(Collected data)
++++++++++
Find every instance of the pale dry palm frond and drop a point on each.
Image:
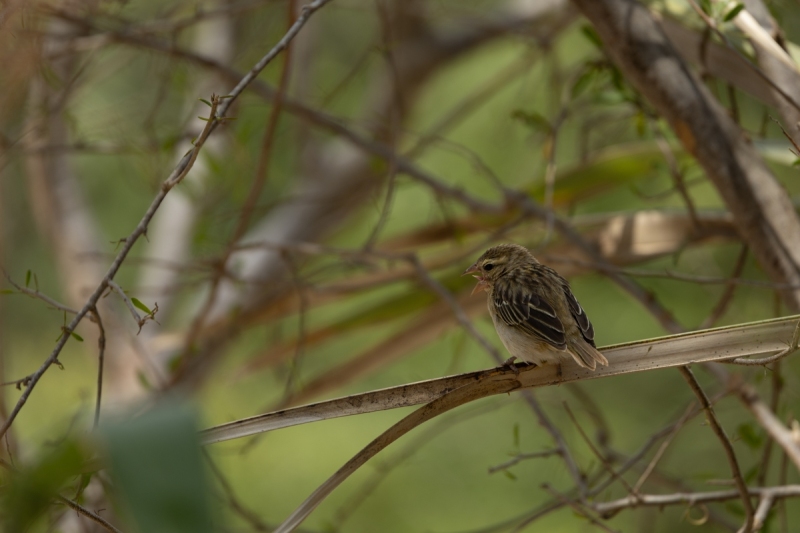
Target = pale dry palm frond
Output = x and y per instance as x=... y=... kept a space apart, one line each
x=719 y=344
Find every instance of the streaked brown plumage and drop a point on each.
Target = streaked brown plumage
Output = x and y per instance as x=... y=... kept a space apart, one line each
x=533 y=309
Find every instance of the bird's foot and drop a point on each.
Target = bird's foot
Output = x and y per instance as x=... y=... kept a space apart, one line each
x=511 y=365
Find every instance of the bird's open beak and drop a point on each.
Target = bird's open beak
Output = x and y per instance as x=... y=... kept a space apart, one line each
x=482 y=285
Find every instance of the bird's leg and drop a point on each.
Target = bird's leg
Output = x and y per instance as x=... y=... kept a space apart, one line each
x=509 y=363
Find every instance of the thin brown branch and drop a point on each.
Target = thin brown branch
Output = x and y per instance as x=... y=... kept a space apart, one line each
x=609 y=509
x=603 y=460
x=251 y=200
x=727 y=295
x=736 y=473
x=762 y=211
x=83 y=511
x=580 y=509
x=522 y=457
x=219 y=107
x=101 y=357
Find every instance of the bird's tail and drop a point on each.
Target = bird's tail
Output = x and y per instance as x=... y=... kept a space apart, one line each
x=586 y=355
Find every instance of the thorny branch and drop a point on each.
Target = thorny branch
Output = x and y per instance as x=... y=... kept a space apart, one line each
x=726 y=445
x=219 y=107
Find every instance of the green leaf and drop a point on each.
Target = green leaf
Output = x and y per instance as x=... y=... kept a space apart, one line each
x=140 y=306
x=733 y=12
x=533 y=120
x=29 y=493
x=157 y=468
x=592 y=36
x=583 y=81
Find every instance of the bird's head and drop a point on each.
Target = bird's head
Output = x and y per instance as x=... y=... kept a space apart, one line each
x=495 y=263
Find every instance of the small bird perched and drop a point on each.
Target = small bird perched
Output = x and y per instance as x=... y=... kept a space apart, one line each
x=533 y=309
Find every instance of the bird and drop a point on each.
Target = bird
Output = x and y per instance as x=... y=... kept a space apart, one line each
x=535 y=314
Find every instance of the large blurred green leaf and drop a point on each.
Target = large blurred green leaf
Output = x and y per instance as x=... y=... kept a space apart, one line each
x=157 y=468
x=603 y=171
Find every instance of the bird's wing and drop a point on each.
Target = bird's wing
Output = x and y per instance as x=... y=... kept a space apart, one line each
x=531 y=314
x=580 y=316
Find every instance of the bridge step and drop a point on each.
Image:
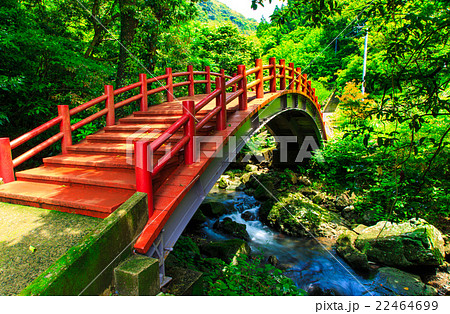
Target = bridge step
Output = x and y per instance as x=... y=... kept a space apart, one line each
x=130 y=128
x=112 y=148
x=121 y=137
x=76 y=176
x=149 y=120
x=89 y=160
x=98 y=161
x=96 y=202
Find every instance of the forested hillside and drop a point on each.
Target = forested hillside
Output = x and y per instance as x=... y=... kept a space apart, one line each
++++++++++
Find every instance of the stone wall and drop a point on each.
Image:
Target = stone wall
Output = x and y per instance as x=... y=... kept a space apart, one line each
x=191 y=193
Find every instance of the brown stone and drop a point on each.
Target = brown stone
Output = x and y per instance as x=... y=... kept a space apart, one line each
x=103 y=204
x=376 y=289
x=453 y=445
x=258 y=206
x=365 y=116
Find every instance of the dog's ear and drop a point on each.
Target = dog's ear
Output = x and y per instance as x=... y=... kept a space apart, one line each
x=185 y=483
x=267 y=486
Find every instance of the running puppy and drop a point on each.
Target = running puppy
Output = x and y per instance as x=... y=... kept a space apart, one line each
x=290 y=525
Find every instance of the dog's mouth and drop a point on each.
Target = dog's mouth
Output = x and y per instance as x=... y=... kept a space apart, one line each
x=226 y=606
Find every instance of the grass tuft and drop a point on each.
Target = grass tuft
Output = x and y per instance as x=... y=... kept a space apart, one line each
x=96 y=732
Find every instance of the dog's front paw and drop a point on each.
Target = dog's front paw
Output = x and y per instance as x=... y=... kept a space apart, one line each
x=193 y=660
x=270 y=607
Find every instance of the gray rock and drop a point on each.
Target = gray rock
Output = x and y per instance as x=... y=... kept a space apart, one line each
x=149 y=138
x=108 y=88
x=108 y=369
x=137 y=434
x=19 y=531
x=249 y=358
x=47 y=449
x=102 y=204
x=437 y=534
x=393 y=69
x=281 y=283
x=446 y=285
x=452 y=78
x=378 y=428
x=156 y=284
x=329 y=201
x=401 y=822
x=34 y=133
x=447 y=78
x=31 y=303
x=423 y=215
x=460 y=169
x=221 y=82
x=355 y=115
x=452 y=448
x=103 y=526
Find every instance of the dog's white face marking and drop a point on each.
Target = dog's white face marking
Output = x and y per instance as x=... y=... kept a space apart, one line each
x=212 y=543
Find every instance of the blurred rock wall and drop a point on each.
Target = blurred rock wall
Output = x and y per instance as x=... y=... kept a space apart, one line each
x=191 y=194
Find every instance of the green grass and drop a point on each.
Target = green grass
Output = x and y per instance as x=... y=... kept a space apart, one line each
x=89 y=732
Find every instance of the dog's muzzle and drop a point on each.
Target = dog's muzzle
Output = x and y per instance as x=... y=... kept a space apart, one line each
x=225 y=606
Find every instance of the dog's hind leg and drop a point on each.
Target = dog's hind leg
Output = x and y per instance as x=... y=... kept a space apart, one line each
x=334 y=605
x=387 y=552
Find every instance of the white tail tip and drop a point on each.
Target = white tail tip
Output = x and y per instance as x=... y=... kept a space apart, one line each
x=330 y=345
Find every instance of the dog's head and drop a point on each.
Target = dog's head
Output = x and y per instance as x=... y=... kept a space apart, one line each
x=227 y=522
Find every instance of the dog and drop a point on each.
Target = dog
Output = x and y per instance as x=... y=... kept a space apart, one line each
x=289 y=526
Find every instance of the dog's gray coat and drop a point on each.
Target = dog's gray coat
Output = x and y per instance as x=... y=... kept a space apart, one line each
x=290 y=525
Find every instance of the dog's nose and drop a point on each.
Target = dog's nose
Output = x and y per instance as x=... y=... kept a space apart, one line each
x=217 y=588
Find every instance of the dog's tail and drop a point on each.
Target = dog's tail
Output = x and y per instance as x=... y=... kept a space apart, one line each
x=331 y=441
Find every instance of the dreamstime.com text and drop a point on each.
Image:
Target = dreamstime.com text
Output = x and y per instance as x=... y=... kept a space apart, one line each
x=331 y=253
++++++++++
■ Aim of the exercise:
Look above for the line with "Target = large blurred green leaf" and the line with "Target = bridge step", then copy exactly the lines from the first through the second, both kept, with no pictures.

■ Result of the exercise:
Target = large blurred green leaf
Output = x and y per instance as x=... y=... kept a space apart, one line each
x=157 y=468
x=603 y=171
Find every instance of the bird's wing and drop a point on each.
Target = bird's wing
Output = x and y per instance as x=... y=... kept a space apart, one line each
x=531 y=314
x=580 y=316
Find every instance of the bridge step and drop a point on each.
Image:
Target = bridge step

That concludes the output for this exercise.